[Dataset entries]
***
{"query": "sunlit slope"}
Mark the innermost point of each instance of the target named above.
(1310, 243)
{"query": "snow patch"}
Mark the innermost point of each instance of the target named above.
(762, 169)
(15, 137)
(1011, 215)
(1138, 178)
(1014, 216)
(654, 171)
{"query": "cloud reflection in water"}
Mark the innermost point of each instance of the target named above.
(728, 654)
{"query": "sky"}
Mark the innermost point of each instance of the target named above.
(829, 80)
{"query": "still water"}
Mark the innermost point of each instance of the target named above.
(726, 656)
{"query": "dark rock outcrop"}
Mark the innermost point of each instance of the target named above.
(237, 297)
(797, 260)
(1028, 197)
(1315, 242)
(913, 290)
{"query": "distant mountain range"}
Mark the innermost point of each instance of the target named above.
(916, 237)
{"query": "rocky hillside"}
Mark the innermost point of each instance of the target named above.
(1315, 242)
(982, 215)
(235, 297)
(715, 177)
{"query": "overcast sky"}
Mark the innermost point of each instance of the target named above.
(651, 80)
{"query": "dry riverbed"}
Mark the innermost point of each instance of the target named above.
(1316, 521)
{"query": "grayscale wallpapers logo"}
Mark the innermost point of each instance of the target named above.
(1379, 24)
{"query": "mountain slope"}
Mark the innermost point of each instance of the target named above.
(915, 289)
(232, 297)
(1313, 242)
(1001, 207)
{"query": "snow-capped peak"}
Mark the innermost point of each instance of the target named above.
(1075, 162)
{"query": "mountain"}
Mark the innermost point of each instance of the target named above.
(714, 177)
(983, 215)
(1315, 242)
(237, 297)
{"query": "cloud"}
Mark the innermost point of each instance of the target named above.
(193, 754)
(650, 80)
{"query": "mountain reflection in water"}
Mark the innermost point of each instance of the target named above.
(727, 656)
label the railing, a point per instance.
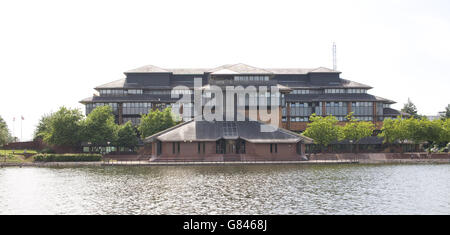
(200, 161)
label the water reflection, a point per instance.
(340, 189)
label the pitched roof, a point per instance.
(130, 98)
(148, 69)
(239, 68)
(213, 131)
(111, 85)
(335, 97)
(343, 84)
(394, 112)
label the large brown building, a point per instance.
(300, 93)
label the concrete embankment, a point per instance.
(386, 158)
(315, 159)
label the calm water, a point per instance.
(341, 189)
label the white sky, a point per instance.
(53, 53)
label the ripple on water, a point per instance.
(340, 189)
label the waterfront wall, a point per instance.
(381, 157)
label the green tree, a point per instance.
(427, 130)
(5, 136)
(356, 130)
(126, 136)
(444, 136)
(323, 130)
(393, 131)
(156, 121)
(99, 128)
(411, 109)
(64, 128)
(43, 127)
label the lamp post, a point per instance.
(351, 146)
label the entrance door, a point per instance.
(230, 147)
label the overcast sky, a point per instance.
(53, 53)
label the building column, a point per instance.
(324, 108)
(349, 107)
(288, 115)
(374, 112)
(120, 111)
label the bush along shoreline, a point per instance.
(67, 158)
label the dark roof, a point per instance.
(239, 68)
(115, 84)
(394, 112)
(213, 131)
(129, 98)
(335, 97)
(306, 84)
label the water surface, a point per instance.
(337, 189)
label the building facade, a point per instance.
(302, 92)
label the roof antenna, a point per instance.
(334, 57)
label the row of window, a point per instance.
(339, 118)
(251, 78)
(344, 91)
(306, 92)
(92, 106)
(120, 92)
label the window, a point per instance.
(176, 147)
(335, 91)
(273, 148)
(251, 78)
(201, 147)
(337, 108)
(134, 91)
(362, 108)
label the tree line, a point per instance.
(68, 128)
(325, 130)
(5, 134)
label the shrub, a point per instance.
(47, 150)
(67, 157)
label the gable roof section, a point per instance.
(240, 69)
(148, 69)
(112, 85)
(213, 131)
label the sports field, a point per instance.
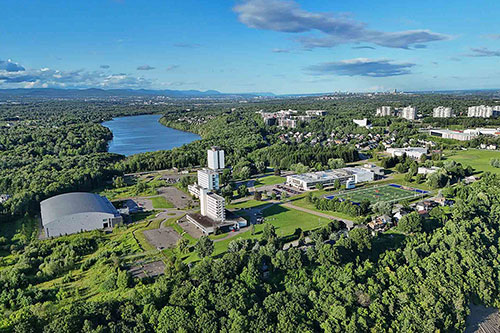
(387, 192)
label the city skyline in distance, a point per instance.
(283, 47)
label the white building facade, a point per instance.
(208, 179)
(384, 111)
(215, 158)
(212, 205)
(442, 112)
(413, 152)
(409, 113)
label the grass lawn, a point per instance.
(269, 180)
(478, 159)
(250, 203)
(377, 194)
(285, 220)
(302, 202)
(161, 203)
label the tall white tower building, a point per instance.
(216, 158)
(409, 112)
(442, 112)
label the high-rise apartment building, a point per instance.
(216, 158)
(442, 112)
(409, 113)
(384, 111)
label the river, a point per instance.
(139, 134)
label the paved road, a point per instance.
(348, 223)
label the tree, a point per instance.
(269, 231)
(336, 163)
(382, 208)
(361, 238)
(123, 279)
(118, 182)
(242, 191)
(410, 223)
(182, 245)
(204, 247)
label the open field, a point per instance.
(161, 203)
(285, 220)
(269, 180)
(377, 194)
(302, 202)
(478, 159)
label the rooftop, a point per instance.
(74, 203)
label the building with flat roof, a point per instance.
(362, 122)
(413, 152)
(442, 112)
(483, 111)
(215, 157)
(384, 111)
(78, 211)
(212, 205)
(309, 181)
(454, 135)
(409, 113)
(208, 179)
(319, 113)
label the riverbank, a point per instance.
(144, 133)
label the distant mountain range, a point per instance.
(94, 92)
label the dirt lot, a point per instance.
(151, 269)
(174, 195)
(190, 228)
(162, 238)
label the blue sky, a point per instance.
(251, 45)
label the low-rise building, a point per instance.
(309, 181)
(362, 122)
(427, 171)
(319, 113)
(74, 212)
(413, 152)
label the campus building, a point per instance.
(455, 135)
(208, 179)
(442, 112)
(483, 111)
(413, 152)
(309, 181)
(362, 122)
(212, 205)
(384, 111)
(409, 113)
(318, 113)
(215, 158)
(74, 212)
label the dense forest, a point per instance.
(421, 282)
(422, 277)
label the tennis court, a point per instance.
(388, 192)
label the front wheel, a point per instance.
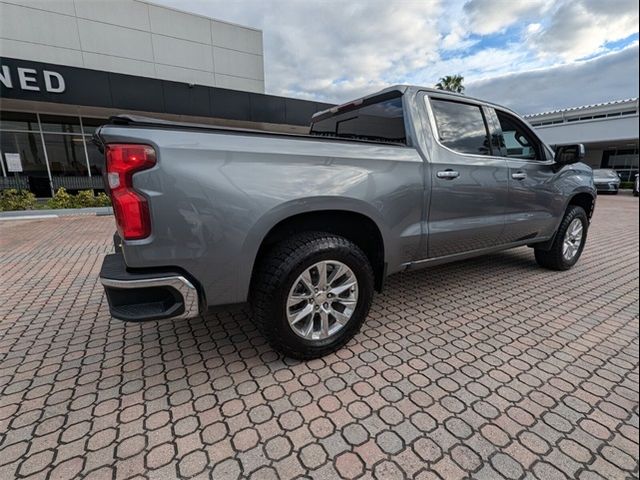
***
Only the lines from the one that holds "label the blue sky, a point per instance." through the end of the records above should be printed again, exactly as they are. Leave out the pictures.

RESPONSE TO THE EXERCISE:
label the blue sky, a point per instance.
(251, 45)
label the low-rise building, a point per instance.
(309, 181)
(362, 122)
(427, 171)
(319, 113)
(74, 212)
(413, 152)
label the campus building, a point per instance.
(455, 135)
(208, 179)
(442, 112)
(483, 111)
(413, 152)
(309, 181)
(362, 122)
(212, 205)
(384, 111)
(409, 113)
(318, 113)
(215, 158)
(74, 212)
label the dense forest, a point per instance.
(421, 282)
(422, 277)
label the tennis court, a point per instance.
(388, 192)
label the front wheel, a point per instance.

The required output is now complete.